TASK STATEMENT ->
In the lines below, replace "pixel coordinates" with "image coordinates" and leave everything else unchanged. Omit the pictures when you reproduce the lines.

Dataset excerpt
---*---
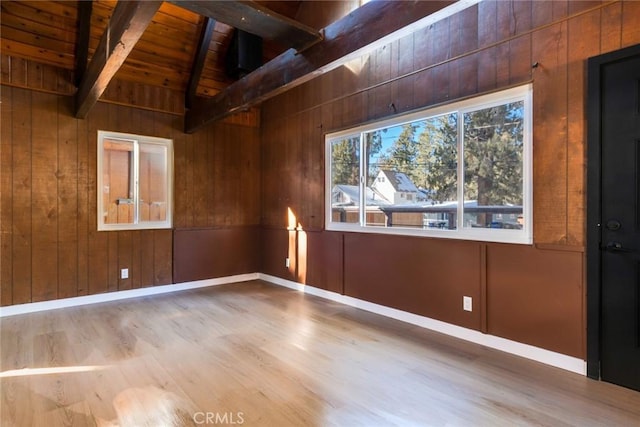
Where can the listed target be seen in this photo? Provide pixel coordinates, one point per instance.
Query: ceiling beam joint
(127, 24)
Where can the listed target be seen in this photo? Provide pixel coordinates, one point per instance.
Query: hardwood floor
---*---
SOLUTION FOR THIS TASK ->
Where can the listed target be seen in this photo? Provide image coordinates, one point per instance.
Query: ceiling beam joint
(127, 24)
Where can the listed target be seen in this photo? Provide image coordinates, one point per instance.
Query: hardwood floor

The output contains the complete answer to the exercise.